───── Stored records ─────
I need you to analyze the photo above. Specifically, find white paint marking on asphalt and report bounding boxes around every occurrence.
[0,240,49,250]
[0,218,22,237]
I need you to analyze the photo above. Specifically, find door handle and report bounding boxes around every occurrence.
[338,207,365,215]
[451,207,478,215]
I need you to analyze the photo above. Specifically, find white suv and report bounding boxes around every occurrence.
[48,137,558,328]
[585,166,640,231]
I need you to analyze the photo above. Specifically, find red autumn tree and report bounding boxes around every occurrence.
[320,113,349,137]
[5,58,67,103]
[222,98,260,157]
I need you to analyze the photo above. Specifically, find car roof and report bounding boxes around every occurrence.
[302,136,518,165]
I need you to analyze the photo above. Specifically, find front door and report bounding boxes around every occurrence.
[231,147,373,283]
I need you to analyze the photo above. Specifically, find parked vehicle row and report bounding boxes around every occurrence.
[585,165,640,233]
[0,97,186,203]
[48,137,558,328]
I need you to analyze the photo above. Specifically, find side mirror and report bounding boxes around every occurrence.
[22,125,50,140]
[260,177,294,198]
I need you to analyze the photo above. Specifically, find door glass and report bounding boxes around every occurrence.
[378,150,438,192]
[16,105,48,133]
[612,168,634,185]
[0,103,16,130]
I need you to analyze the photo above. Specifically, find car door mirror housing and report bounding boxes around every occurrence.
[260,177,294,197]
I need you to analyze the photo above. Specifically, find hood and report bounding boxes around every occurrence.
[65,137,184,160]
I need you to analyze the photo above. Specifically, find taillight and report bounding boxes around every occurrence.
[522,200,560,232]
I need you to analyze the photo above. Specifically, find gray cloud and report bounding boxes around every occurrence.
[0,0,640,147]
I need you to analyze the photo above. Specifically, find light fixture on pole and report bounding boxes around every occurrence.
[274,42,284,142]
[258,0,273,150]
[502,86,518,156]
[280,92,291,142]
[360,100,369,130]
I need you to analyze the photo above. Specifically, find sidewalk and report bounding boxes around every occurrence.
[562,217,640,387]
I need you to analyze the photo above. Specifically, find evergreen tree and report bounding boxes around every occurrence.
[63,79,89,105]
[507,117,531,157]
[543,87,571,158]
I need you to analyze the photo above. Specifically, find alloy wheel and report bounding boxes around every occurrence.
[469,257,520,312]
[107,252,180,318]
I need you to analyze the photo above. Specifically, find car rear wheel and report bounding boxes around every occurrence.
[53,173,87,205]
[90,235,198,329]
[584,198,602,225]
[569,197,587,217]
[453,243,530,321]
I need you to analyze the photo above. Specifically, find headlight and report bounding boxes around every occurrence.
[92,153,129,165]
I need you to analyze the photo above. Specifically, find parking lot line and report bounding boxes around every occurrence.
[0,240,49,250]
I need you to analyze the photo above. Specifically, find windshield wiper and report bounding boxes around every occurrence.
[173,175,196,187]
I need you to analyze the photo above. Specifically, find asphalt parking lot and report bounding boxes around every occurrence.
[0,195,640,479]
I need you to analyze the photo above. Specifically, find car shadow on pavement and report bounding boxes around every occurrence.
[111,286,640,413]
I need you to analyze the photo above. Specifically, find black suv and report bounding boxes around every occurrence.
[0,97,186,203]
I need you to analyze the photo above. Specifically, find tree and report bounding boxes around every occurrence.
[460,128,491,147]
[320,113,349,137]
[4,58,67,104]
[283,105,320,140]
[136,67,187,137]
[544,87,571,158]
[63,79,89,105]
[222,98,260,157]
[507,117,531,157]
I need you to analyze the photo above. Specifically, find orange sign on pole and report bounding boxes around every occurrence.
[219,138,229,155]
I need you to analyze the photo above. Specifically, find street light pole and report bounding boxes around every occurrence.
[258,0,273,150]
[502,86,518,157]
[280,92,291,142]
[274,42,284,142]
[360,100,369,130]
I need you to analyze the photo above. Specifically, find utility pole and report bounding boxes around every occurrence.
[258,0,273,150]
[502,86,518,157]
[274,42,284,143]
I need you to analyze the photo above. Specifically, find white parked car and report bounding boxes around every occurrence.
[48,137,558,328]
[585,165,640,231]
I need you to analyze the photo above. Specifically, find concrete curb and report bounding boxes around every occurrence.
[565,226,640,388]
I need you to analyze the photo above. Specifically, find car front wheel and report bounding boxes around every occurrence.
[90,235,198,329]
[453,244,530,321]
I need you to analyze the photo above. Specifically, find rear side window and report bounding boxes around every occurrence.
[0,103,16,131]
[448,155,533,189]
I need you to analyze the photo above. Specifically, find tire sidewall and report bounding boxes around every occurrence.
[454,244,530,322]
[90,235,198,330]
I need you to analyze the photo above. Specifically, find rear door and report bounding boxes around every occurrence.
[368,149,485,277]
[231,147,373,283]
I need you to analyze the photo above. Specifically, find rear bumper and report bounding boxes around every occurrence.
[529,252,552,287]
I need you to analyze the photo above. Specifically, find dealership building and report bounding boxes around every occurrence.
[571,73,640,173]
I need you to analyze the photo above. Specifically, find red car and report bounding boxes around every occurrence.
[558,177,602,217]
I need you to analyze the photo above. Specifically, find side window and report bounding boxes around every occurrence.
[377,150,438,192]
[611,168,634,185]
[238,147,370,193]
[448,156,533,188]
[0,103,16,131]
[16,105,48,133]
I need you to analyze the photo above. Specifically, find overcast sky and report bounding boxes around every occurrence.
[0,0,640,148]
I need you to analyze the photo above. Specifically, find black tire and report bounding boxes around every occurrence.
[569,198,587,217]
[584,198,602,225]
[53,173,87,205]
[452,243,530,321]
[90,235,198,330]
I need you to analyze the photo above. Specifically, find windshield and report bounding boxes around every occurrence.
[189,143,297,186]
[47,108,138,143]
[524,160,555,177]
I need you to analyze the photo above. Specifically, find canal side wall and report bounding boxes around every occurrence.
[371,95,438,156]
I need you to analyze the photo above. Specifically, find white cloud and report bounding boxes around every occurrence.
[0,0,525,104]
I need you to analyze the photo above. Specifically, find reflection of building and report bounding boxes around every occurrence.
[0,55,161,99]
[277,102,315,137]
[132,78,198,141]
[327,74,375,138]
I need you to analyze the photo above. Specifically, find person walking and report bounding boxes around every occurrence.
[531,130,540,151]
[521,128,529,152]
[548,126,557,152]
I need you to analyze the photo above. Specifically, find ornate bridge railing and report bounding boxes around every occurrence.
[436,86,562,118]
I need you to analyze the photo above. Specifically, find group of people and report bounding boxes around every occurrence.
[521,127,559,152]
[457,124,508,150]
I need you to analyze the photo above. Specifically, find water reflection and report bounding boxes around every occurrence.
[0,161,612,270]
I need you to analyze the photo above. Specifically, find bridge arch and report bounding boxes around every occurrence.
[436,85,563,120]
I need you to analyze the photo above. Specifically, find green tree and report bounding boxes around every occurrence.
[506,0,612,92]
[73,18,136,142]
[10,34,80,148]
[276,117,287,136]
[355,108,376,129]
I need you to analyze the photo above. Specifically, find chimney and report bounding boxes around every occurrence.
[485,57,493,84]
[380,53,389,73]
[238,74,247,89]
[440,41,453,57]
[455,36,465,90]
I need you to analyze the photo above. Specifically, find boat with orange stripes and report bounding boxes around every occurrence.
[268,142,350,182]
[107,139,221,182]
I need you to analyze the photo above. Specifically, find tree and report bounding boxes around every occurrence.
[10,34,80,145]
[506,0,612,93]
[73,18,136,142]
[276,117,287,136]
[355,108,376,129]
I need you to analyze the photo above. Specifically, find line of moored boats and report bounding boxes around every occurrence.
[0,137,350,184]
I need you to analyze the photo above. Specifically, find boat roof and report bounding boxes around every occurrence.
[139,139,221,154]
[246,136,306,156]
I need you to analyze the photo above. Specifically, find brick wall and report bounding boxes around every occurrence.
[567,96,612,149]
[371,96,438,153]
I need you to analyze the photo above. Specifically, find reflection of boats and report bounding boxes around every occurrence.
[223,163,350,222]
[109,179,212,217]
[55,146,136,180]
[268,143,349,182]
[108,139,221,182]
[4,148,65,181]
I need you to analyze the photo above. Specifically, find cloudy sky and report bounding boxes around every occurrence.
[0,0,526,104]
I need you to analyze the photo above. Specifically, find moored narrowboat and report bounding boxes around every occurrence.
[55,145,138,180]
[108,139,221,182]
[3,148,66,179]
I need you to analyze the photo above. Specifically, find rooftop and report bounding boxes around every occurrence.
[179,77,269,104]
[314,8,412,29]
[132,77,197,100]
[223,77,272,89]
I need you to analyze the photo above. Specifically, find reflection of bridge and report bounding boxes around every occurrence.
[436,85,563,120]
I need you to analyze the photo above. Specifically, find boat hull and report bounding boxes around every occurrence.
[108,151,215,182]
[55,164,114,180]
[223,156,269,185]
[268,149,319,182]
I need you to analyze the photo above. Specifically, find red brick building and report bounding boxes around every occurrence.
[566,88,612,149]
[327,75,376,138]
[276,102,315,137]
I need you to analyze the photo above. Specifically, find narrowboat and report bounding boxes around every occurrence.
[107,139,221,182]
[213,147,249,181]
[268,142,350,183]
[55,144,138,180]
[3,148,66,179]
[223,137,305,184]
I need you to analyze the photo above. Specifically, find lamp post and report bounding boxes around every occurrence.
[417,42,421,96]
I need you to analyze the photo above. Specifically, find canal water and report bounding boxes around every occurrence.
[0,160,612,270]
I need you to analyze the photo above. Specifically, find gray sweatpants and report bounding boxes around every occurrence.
─────
- What you are asked to do
Transcribe the material above verbatim, from its first line through the line containing "[260,177,294,198]", including that line.

- Finished answer
I need you to analyze the photo above. Specifically, find white paint marking on asphalt and report bounding boxes around every occurrence.
[0,240,49,250]
[0,218,22,237]
I need you to analyze the photo above. Specifically, find door handle and report bounding boxes around every occurrence.
[338,207,365,215]
[451,207,478,215]
I need you to analyze the photo above. Specifically, find white suv and report bounding boxes around every occurrence.
[48,137,558,328]
[585,166,640,231]
I need you to analyze the photo above. Specifically, find red autumn tree and report bounding boxes around every occurrence.
[320,113,349,137]
[5,58,67,103]
[222,98,260,157]
I need you to analyze the photo above. Specifically, find car roof and report bounding boxes around every occurrence.
[302,136,518,165]
I need you to analyze the photo above. Specifically, find front door and report bounding boxes around every occurrence.
[231,147,373,283]
I need you to analyze the photo above. Specifically, find parked vehicle row and report bounding boxes around every occurrence.
[585,165,640,233]
[0,97,186,203]
[48,137,558,328]
I need you to analyze the photo above. Specifically, find side mirror and report bounding boxes around every occurrence.
[22,125,50,140]
[260,177,294,198]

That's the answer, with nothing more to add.